## Your instructions:
Reproduce exactly the lines beginning with the line that contains "the white rope" and ending at the final line of the material below.

## Records for this task:
_____
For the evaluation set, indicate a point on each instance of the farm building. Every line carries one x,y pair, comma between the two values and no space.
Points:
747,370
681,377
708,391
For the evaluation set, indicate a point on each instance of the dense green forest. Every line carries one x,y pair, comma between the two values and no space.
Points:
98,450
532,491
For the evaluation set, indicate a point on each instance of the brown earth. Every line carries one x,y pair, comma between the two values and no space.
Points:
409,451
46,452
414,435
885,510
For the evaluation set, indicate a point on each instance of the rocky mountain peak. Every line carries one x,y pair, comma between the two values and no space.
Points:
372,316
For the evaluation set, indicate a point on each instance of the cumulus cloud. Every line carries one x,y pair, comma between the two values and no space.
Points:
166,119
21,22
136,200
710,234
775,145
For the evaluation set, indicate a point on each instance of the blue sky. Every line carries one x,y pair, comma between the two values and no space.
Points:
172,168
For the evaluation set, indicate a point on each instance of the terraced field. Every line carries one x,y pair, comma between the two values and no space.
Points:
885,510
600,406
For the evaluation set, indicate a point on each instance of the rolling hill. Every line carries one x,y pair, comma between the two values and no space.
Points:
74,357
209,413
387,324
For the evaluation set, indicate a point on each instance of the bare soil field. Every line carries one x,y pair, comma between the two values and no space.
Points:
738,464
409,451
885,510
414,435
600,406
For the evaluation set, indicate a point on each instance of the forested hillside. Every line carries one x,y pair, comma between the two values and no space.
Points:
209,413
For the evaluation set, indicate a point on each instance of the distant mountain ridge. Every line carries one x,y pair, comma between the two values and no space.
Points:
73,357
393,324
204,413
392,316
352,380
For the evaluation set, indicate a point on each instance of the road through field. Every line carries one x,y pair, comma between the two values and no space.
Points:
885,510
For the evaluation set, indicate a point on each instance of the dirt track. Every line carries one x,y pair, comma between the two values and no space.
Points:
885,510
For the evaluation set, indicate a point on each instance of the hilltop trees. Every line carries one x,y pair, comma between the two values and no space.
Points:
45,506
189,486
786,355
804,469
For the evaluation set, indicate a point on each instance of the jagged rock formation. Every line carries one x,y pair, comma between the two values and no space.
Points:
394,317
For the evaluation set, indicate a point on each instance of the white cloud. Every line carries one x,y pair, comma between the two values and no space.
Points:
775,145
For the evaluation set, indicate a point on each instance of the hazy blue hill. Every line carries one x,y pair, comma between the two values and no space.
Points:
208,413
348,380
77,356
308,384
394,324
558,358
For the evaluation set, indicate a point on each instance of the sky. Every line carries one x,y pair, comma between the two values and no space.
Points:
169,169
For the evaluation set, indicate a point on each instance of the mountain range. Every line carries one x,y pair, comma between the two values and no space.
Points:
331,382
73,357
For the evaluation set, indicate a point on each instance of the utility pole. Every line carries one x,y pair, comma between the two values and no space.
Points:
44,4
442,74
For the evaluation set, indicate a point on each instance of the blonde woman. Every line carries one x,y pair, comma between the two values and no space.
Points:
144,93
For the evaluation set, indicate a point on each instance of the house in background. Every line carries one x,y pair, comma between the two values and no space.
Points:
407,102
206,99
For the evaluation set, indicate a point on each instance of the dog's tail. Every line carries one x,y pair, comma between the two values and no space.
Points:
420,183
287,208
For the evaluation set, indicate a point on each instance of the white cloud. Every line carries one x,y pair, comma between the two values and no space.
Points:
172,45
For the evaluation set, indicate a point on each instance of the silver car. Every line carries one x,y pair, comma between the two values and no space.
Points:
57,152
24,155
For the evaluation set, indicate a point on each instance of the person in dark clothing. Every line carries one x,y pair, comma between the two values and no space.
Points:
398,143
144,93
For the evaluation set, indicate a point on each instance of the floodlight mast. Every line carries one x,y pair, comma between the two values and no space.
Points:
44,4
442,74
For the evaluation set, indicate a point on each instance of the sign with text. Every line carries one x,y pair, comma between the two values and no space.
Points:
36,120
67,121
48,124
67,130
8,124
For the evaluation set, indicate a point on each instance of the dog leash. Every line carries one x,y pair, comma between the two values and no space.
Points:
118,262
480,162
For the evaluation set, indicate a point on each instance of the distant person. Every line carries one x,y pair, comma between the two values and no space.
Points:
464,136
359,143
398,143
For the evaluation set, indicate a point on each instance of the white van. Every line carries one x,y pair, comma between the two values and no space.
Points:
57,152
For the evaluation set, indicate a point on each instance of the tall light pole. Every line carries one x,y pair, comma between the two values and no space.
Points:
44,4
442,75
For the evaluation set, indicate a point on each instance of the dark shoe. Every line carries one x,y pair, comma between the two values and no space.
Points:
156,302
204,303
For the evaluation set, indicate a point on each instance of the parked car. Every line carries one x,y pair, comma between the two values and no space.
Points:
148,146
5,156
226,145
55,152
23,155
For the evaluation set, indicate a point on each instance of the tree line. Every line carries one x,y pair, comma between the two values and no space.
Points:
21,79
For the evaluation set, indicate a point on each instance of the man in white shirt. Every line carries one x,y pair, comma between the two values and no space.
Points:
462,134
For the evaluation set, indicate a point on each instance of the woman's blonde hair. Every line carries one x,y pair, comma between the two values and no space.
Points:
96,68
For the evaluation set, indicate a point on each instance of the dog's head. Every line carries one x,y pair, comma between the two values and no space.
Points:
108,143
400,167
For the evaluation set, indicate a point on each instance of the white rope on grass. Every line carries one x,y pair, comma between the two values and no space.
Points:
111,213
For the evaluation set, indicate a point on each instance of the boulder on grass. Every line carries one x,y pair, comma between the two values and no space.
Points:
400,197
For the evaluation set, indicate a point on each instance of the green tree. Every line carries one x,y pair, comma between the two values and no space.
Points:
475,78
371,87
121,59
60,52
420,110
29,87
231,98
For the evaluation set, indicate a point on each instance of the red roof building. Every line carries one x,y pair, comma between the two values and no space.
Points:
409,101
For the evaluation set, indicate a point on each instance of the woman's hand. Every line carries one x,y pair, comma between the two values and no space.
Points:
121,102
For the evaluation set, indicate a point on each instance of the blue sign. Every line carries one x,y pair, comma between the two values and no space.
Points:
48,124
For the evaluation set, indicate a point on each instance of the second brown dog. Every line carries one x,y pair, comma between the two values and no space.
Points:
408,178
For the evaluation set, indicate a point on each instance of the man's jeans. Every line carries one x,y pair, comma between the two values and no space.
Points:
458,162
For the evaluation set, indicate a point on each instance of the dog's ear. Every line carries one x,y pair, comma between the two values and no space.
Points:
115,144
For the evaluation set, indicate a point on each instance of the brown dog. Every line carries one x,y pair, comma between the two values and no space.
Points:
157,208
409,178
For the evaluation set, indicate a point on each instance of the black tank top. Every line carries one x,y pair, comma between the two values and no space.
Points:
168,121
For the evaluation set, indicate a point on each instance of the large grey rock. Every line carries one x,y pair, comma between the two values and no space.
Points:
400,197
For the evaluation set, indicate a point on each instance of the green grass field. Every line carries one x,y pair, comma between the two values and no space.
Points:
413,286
_____
## Full output:
For the evaluation set, indicate a point on each instance of the white rope on grass. Every line carries one x,y pair, comma between the two values and no space.
Points:
111,213
For the evaluation set, indicate a point on each instance of the boulder on grass. Every line carries one x,y pair, comma between the two values and no space.
Points:
400,197
For the evaluation set, indicate a point on each instance of the green tree. Every line carries one x,y pair, comma between the two values and no space.
Points:
475,78
371,87
121,59
60,52
420,110
29,87
231,98
For the evaluation set, indicate a point on each instance of the red roof building. Every line carries one x,y pair, comma between the two values and no space.
Points:
409,101
For the evaluation set, indicate a point on each instance of the woman's hand. Every line carries one x,y pair, comma between the two values and no space.
Points:
121,102
For the evaluation set, indicate a point on each instance of the blue sign. Every line carries one x,y pair, comma between the two values and no space.
Points:
48,124
For the evaluation set, indicate a point on each instance of the second brown dog. Every line carries one x,y pair, comma between the two values and no space.
Points:
408,178
For the evaluation set, indicate a point on each instance of the man's jeans. Every line carries one x,y pair, comma between the two values and no space.
Points:
458,162
For the evaluation set, indicate a point on each instance of the dog's ear. Every line carries one x,y pair, comma between the two values and no space.
Points:
115,144
For the evaluation set, indicate a point on each instance of the brown dog. Every line carries one x,y pair, comma between the two values and no space.
Points:
157,208
409,178
For the evaluation set, indicate a point on each instance of the black tank top. Every line carries one x,y pair, comma between the two values and no space.
Points:
168,121
For the evaluation set, indicate a point on each instance of the large grey rock. Every line carries one x,y pair, comma between the two values and no space.
Points:
400,197
For the evaluation set, indicate a point on each instance of the green grass field. Every line carries one x,y pair, comma between the two values and no space.
Points:
413,286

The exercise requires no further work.